--- Recorded information Enclosed Below ---
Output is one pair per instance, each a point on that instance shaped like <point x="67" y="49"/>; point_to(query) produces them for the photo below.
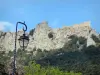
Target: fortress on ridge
<point x="46" y="38"/>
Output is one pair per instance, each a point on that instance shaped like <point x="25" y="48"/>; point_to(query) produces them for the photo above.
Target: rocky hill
<point x="45" y="38"/>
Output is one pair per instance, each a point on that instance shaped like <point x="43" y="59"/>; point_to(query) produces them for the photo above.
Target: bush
<point x="36" y="69"/>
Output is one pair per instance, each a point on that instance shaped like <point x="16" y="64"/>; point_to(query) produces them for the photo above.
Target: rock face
<point x="46" y="38"/>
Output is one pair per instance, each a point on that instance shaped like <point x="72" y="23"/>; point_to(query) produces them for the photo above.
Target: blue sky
<point x="56" y="12"/>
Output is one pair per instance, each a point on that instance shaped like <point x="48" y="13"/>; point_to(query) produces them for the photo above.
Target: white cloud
<point x="5" y="26"/>
<point x="55" y="23"/>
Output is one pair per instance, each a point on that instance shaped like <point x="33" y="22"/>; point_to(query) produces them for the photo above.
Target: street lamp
<point x="23" y="41"/>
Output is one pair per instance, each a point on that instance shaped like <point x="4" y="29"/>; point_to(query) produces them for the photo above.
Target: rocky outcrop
<point x="46" y="38"/>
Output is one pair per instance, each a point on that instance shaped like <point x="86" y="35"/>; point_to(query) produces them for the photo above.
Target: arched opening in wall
<point x="50" y="35"/>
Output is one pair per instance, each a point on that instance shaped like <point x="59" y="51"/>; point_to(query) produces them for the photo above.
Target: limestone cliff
<point x="47" y="38"/>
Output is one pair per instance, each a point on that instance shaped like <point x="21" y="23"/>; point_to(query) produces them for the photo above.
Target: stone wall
<point x="41" y="40"/>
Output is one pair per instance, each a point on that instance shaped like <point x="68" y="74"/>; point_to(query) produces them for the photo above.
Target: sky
<point x="57" y="13"/>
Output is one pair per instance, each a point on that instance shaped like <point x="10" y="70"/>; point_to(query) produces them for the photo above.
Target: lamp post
<point x="23" y="41"/>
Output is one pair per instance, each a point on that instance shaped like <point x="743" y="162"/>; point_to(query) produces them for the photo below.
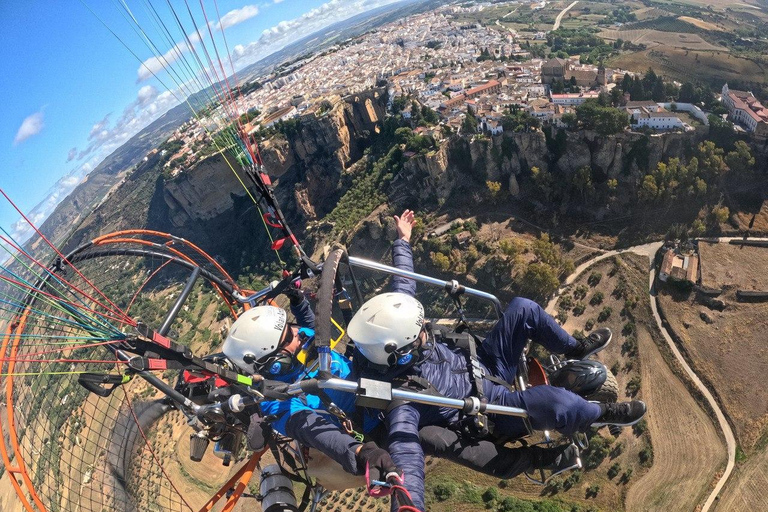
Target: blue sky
<point x="72" y="93"/>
--- End of Enclosed Recorded information ---
Task objective
Go through the lines above and write each one out verbatim, skipping the pictures.

Solved exercise
Output is one pair per instance, each a point on that instance shaped like <point x="67" y="49"/>; point_to(query) produces them for the photo below.
Target: fortress on ridge
<point x="46" y="38"/>
Output is one pair per instance, each a point on that instance shaped like <point x="25" y="48"/>; point_to(query) produces them for the photo above.
Target: rocky hill
<point x="45" y="38"/>
Output is one pair per instance, each a point on that instance shaped like <point x="43" y="59"/>; point_to(query) produces them for the photo above.
Target: bush
<point x="36" y="69"/>
Output is one pair per instance, each a point on that instance shaped like <point x="16" y="64"/>; point_to(query) produces them for the photo above.
Target: rock face
<point x="46" y="38"/>
Output is one pair per instance, each a point on that instance shaped like <point x="72" y="23"/>; point_to(query) produces them for the photo above.
Target: blue sky
<point x="56" y="12"/>
Output is one pair per instance, each a point on that instance shaped like <point x="48" y="13"/>; point_to(query) produces them for the photo above.
Target: white cloud
<point x="5" y="26"/>
<point x="55" y="23"/>
Output is one pair per instance, each a point on that instance shaped like <point x="33" y="22"/>; point_to(query) produces them for the photo above.
Target: street lamp
<point x="23" y="41"/>
Output is one pair per instance, each a point on that instance shaped like <point x="4" y="29"/>; point_to(query) produces them for the photo above.
Target: rocky outcrop
<point x="46" y="38"/>
Output is one pair per instance, each a point on that instance shaped like <point x="86" y="35"/>; point_to(query) produces them for the photo above.
Target: arched opening in wall
<point x="50" y="35"/>
Output is one pair per instance, each a point on that instance shaped like <point x="59" y="51"/>; point_to(query) produces them for the photo above.
Target: limestone cliff
<point x="47" y="38"/>
Output is one pair per instance, each a point on that instance shaped like <point x="21" y="23"/>; point_to(query) produces them for the photo above.
Target: stone wall
<point x="41" y="40"/>
Output is one pair per instance, each a point on that instance shaped like <point x="68" y="74"/>; point_to(query) produces them for the photo above.
Target: sky
<point x="57" y="13"/>
Output is one pair per instance, each a point on that instance shaped like <point x="10" y="70"/>; point_to(query) produces them for the photo above.
Target: lamp post
<point x="23" y="41"/>
Output is one pair per instance, each a point on that instance shaped like <point x="743" y="162"/>; point_to(query) produces them for the photo below.
Target: blue sky
<point x="72" y="93"/>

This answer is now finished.